§ **Exercise goal**: Apart from the images, the records below need to be copied exactly.

== Supplied data

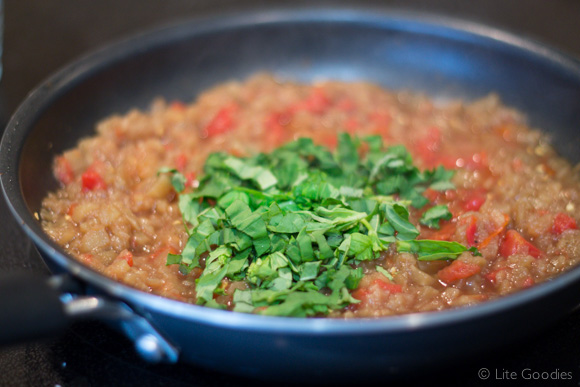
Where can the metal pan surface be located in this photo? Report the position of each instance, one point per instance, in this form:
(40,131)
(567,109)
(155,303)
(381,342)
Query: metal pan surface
(441,57)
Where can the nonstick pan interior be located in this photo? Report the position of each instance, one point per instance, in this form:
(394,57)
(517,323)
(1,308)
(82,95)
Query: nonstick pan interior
(443,58)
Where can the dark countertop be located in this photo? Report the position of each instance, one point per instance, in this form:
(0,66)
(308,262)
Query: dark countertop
(42,36)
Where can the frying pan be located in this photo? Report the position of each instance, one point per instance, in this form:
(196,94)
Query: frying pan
(441,57)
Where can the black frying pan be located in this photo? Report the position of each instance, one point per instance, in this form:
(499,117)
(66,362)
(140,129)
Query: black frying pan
(441,57)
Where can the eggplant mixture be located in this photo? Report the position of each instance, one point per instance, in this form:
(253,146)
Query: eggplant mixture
(332,199)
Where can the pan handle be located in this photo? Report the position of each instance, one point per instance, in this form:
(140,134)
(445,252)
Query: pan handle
(33,308)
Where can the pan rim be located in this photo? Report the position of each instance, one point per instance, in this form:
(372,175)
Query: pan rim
(61,81)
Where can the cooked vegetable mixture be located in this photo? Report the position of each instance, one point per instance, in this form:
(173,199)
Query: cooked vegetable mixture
(334,199)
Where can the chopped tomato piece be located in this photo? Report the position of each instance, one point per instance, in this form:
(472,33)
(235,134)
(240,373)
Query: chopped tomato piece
(330,141)
(92,180)
(381,121)
(361,294)
(432,195)
(71,209)
(177,106)
(515,243)
(127,256)
(563,222)
(346,104)
(428,146)
(275,133)
(445,233)
(351,125)
(458,270)
(181,162)
(223,121)
(63,170)
(470,231)
(492,277)
(474,200)
(388,286)
(495,233)
(528,282)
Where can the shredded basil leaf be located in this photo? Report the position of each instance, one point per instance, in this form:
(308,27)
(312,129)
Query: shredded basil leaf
(295,223)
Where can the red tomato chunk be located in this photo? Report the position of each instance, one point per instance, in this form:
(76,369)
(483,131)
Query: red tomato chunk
(515,243)
(92,180)
(563,222)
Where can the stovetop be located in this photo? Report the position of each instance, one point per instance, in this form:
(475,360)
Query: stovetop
(42,36)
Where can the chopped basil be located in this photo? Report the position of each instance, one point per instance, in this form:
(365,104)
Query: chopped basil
(433,215)
(295,223)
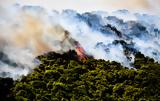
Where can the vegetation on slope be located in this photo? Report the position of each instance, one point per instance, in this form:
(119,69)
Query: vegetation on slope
(63,77)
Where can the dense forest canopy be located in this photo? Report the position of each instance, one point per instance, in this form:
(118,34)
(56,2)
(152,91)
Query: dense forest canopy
(64,77)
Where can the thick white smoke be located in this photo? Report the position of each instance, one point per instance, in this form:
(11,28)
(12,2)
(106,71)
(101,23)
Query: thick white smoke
(28,31)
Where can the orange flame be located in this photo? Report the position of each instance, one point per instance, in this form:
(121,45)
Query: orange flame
(80,52)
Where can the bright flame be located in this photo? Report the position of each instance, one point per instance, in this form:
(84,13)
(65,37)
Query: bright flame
(80,51)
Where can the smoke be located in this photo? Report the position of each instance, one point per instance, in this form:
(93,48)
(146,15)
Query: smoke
(28,31)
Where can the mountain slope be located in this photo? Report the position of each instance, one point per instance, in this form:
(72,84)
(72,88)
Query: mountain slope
(65,77)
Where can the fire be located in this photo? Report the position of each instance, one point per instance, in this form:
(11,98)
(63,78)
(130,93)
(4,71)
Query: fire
(80,51)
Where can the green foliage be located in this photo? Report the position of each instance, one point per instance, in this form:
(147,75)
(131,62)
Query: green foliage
(62,77)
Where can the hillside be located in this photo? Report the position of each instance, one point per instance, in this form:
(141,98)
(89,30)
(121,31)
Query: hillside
(64,77)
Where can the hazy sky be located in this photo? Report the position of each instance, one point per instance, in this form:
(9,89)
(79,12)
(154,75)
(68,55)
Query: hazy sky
(151,6)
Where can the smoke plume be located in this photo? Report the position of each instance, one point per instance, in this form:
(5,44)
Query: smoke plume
(28,31)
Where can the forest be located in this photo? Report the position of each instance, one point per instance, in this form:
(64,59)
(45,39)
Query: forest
(65,77)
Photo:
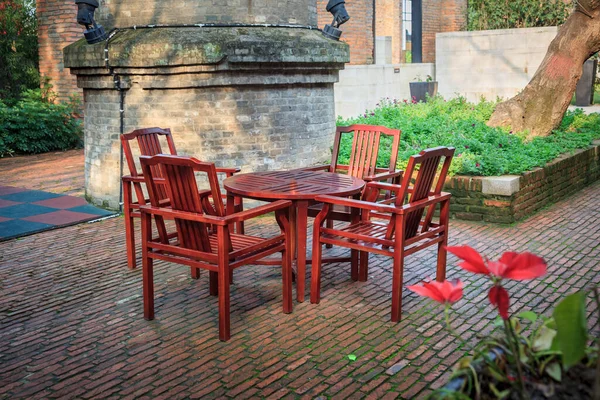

====

§ **Result of this exercise**:
Where can the metal pan surface be located in this photo? Report the position of each instance, one point per instance, in this form:
(40,131)
(567,109)
(155,303)
(381,342)
Query: metal pan surface
(441,57)
Where can the nonstick pan interior be located in this photo? Report the position of each instance, one point per instance, in this form:
(394,57)
(517,323)
(1,308)
(82,95)
Query: nonstick pan interior
(443,58)
Where can the dark countertop be located in this photo? Report the position of each instance, one point per instance, in this form:
(0,66)
(308,262)
Query: dark countertop
(42,36)
Where can the frying pan be located in this photo? Report the position of each instance, one point per instance, in this form:
(196,94)
Query: frying pan
(441,57)
Where can the black frying pan be located in this photo? Report the position of each instance, one point per instance, in this form:
(499,117)
(66,362)
(140,129)
Query: black frying pan
(441,57)
Where can the eggplant mixture be located in this photo? Report the position of each instance, one point per instance, in this form:
(253,146)
Query: eggplant mixture
(332,199)
Where can the pan handle be located in this photo? Report the position of each instance, one point per instance, in this form:
(140,134)
(445,252)
Query: pan handle
(33,308)
Where can the pan rim be located in this photo? Report the position of each instance, one point per instance, in this form:
(372,175)
Query: pan rim
(61,81)
Where can the cooked vegetable mixture be located in this photo? Report the position of each instance, one point per instance, in this form:
(173,199)
Query: cooked vegetable mixture
(334,199)
Where can the chopped tomato piece be located in this photo? Report the position of each instance, one point per instance, in this form:
(472,33)
(235,134)
(240,373)
Query: chopped tomato piece
(330,141)
(92,180)
(381,121)
(361,294)
(432,195)
(71,209)
(177,106)
(515,243)
(127,256)
(563,222)
(346,104)
(428,146)
(275,133)
(445,233)
(351,125)
(458,270)
(181,162)
(223,121)
(63,170)
(470,231)
(492,277)
(474,200)
(388,286)
(495,233)
(528,282)
Where can the shredded basil leaf be located in this photo? Report the position of each instance, one point per instance, in this form:
(308,27)
(312,129)
Query: shredded basil leaf
(295,223)
Where can the red tomato chunk be located in this photo? Report the position of each instance, one point per instance, in this form:
(76,369)
(483,131)
Query: red tomato chunk
(515,243)
(92,180)
(563,222)
Where can the stovetop be located in this photo? Report the position of each instance, one point per instance, in this form:
(475,360)
Query: stovetop
(42,36)
Where can the chopped basil be located in this photo? Report the position of each instance, one point per instance, in this form:
(365,104)
Query: chopped basil
(433,215)
(295,223)
Where can the vegetation on slope be located in this photo? Report the position of each instance, one point per instance, in this form:
(119,69)
Query: vegetation on slope
(63,77)
Where can the dense forest canopy be located in this photo? Report the position of each instance, one point per instance, in this form:
(118,34)
(56,2)
(152,91)
Query: dense forest canopy
(64,77)
Where can the thick white smoke be located in this photo? Report the position of each instance, one point per instance, in this form:
(11,28)
(12,2)
(106,71)
(101,23)
Query: thick white smoke
(28,31)
Where can the orange flame be located in this photo? Report the position of each instance, one point per instance, in this form:
(121,45)
Query: orange flame
(80,52)
Where can the bright flame be located in this photo? Report the position of each instance, one point per instance, in this form:
(84,13)
(65,37)
Query: bright flame
(80,51)
Where can the smoke be located in this photo? Report the position of each instance, one point per instance, in this form:
(93,48)
(146,15)
Query: smoke
(28,31)
Where can the mountain slope be located in this photo? Report the position of each instance, one point per instance, in this form:
(72,84)
(72,88)
Query: mountain slope
(65,77)
Where can the fire be located in this photo? Report the position of each instance, one point per instance, in this form:
(11,98)
(63,78)
(130,93)
(4,71)
Query: fire
(80,51)
Where can the green foliage be located in this photo? Report the position of each instance, one point per instance, in this form:
(147,75)
(131,62)
Query: green foliage
(62,77)
Where can the hillside be located in this photo? Report the position of each instance, one point per instance, in this form:
(141,98)
(89,30)
(121,31)
Query: hillside
(64,77)
Where can the hazy sky be located in this photo? Report the position of each instance, one point per instance, in this form:
(9,89)
(79,12)
(154,75)
(68,55)
Query: hazy sky
(151,6)
Where can the smoke plume be located in this photo? Report the position of each instance, one point per instance, in this form:
(5,44)
Query: smoke plume
(28,31)
Where can the forest be located in this photo? Report the position of each instance, one point per instance, in this form:
(64,59)
(45,39)
Query: forest
(65,77)
Photo:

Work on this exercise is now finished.